===== SUPPLIED RECORDS =====
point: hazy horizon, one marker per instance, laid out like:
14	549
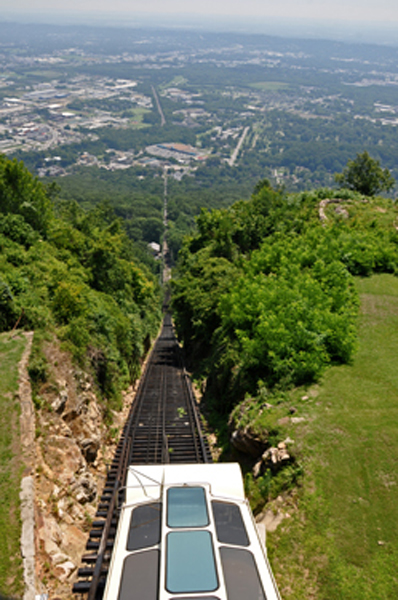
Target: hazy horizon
355	31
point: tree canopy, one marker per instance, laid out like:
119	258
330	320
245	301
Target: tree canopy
365	175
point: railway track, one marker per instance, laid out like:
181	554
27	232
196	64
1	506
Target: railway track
163	427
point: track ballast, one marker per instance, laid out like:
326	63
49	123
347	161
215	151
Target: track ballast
163	427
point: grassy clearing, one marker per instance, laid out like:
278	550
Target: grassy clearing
10	467
342	540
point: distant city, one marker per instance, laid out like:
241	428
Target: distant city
293	110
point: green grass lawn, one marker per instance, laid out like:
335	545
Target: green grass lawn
11	582
341	541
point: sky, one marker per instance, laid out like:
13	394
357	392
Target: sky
348	20
337	10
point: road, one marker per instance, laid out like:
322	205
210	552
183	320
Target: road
235	153
162	118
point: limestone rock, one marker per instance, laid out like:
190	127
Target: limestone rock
49	535
274	458
84	489
58	405
89	448
64	570
247	442
63	456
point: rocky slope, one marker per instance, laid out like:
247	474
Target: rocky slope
73	446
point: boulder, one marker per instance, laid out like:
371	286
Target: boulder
248	442
58	405
63	456
84	489
89	448
64	570
49	535
275	458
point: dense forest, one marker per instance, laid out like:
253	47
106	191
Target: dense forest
264	300
73	274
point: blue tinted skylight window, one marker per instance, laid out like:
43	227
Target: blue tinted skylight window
190	565
186	507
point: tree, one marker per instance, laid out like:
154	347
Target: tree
365	175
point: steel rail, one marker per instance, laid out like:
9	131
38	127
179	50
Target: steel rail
152	427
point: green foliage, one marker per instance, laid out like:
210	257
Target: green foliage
82	281
23	195
11	571
264	293
365	175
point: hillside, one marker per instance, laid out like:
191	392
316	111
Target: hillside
286	306
341	538
72	278
287	309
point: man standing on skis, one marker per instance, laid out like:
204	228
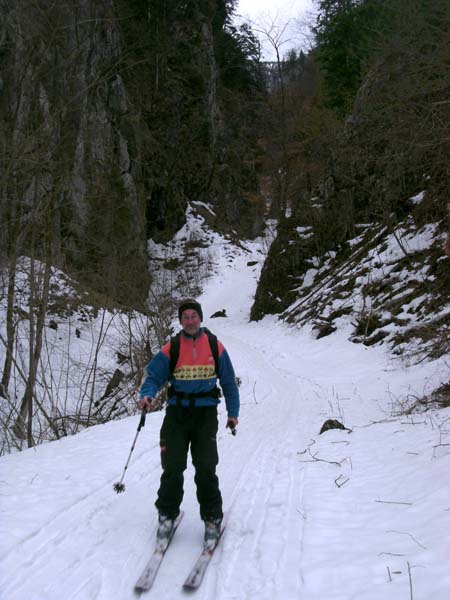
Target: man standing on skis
191	362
=====
A complete and exact copy of the records is required. Exclude the pictures.

▶ **RESULT OF THE TASK**:
point: hazy horizon, one marker per instance, laid out like:
14	549
Target: hazy horizon
355	31
point: tree canopy, one marker per instance, laid out like:
119	258
330	320
245	301
Target: tree canopy
365	175
point: railway track, one marker per instance, laid out like:
181	554
27	232
196	64
1	506
Target: railway track
163	427
point: track ballast, one marker per instance, laid out like:
326	63
49	123
347	161
215	151
Target: track ballast
163	427
point: grassy clearing, one marker per instance, laid out like:
278	550
Target: grassy clearing
10	467
342	540
point: distant city, one marker per instance, laid out like:
241	428
Target: distant city
293	110
point: green grass lawn, one marker per instance, laid out like:
335	545
Target: green grass lawn
11	582
341	541
point: sky, one marker per instance, laid out like:
13	394
357	392
Target: sky
348	20
337	10
point: road, one marker per instance, laid out like:
322	205
210	552
183	320
Target: road
235	153
162	118
point: limestone rock, one marker per instance, laid out like:
190	127
Target: limestone rock
49	535
274	458
84	489
58	405
89	448
64	570
247	442
63	456
point: rocky slope, one marker per instance, laid out like:
247	474
Target: rocky slope
73	446
point: boulder, one marker per instance, laid out like:
371	286
Target: boulder
248	442
58	405
63	456
84	489
89	448
64	570
49	535
275	458
point: dense forest, one marker per instance, laid out like:
253	47
106	191
Target: dense forest
264	300
73	274
point: blue tinted skylight window, one marker per instance, laid out like:
43	227
Target: blue tinted skylight window
190	565
186	507
point: tree, one marker per instance, laid out like:
154	347
Target: tree
365	175
point: steel rail, one marker per instance, laid out like:
9	131
38	127
179	50
Target: steel rail
152	427
point: green foliage, one marker per instance, laid out like:
210	257
Target: green foliage
82	281
23	195
11	571
264	293
365	175
point: hillside, one marker per instance, laid out like:
191	392
316	111
Target: hillside
286	306
341	538
72	278
287	309
point: man standing on skis, one marker per instance, laid out like:
204	228
Target: man standing on skis
191	362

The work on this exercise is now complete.